[Items listed in a dataset]
□ □ □ □

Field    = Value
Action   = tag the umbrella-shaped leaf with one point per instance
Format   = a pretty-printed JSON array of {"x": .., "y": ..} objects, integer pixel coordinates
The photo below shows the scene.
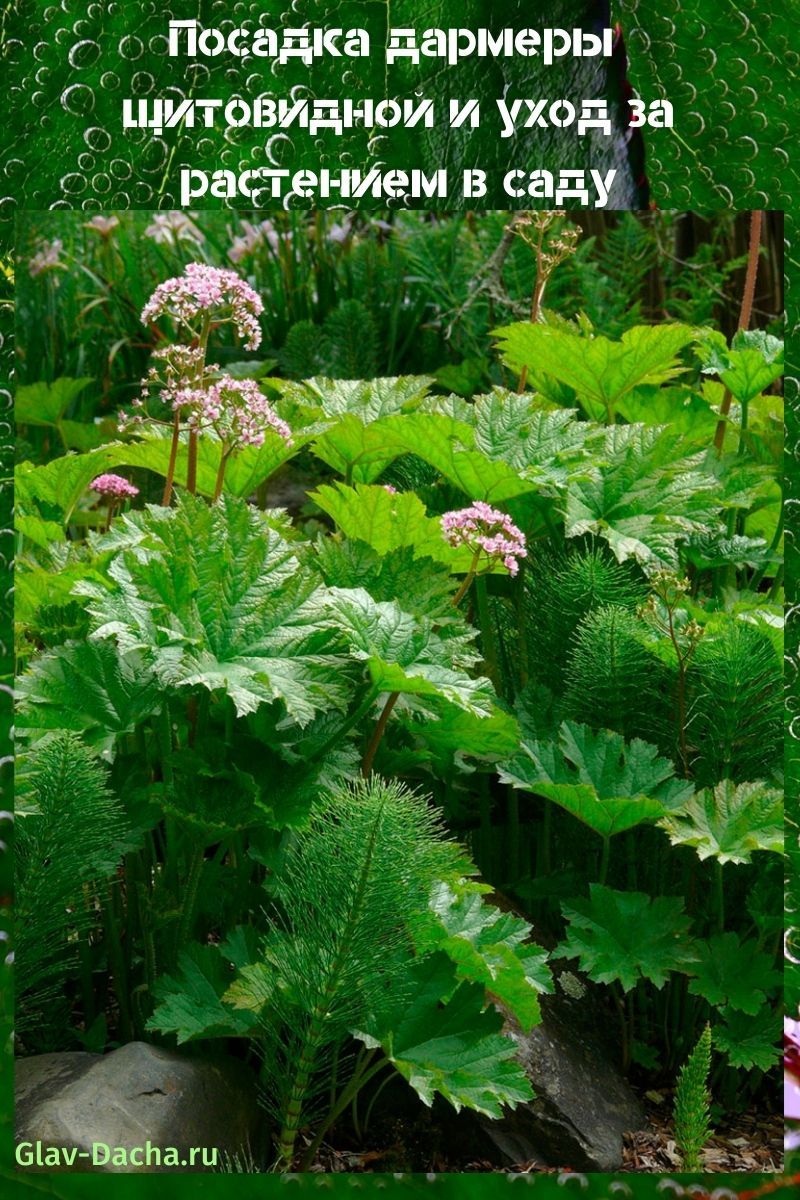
[
  {"x": 735, "y": 973},
  {"x": 626, "y": 936},
  {"x": 453, "y": 1048},
  {"x": 487, "y": 946},
  {"x": 599, "y": 370},
  {"x": 644, "y": 496},
  {"x": 728, "y": 822},
  {"x": 607, "y": 783}
]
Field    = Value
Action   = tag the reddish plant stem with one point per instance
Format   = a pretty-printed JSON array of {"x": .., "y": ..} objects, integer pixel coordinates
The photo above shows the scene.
[
  {"x": 173, "y": 457},
  {"x": 221, "y": 477},
  {"x": 378, "y": 732},
  {"x": 191, "y": 467}
]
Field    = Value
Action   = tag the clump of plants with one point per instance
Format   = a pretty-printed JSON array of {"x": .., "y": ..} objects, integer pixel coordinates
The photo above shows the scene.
[{"x": 524, "y": 640}]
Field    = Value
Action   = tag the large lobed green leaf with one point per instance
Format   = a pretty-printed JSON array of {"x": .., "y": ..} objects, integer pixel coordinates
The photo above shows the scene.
[
  {"x": 216, "y": 598},
  {"x": 600, "y": 371},
  {"x": 487, "y": 946},
  {"x": 405, "y": 653},
  {"x": 728, "y": 822},
  {"x": 626, "y": 936},
  {"x": 647, "y": 495},
  {"x": 453, "y": 1048},
  {"x": 607, "y": 783}
]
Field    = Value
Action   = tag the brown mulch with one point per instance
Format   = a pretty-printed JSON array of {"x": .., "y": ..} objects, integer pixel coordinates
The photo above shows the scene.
[{"x": 749, "y": 1141}]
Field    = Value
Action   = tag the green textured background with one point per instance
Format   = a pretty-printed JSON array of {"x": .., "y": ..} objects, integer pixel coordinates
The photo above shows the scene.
[{"x": 728, "y": 66}]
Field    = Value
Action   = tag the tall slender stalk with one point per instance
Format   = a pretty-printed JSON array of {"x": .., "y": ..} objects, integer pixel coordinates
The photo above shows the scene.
[
  {"x": 173, "y": 459},
  {"x": 745, "y": 315},
  {"x": 314, "y": 1036}
]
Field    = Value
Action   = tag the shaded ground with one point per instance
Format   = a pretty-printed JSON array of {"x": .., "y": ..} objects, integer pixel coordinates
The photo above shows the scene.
[{"x": 749, "y": 1143}]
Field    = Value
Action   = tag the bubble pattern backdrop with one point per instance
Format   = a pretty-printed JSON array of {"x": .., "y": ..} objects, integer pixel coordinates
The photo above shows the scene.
[
  {"x": 731, "y": 70},
  {"x": 72, "y": 64}
]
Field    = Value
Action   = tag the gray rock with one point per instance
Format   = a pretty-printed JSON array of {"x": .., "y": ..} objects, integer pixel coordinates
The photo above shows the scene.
[
  {"x": 132, "y": 1097},
  {"x": 582, "y": 1105}
]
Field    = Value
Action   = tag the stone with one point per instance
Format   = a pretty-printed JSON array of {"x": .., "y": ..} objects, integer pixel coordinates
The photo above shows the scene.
[
  {"x": 583, "y": 1103},
  {"x": 137, "y": 1096}
]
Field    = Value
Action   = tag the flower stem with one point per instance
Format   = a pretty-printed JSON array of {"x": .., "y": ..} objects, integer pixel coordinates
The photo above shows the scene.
[
  {"x": 221, "y": 475},
  {"x": 173, "y": 456}
]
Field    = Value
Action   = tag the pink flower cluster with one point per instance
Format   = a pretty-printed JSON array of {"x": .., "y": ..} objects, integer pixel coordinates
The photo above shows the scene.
[
  {"x": 204, "y": 289},
  {"x": 173, "y": 367},
  {"x": 486, "y": 529},
  {"x": 114, "y": 486},
  {"x": 235, "y": 408},
  {"x": 792, "y": 1073}
]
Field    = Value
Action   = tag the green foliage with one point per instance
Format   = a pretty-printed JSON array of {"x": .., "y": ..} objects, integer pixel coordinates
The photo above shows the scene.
[
  {"x": 732, "y": 972},
  {"x": 239, "y": 666},
  {"x": 388, "y": 522},
  {"x": 403, "y": 653},
  {"x": 487, "y": 946},
  {"x": 608, "y": 784},
  {"x": 191, "y": 1002},
  {"x": 456, "y": 1049},
  {"x": 734, "y": 700},
  {"x": 346, "y": 347},
  {"x": 44, "y": 403},
  {"x": 649, "y": 493},
  {"x": 627, "y": 936},
  {"x": 749, "y": 1042},
  {"x": 753, "y": 361},
  {"x": 356, "y": 444},
  {"x": 86, "y": 688},
  {"x": 729, "y": 822},
  {"x": 71, "y": 835},
  {"x": 613, "y": 677},
  {"x": 341, "y": 954},
  {"x": 221, "y": 601},
  {"x": 692, "y": 1103},
  {"x": 560, "y": 591},
  {"x": 599, "y": 371}
]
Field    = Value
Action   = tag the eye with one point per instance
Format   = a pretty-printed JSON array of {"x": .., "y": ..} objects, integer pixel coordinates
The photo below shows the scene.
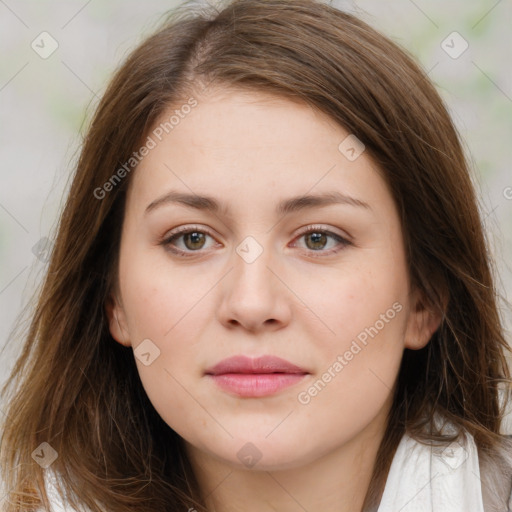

□ □ □ □

**TASK PROMPT:** Your answer should be a single number: the count of lines in these records that hold the string "green".

**RESPONSE TO THE TASK:** 3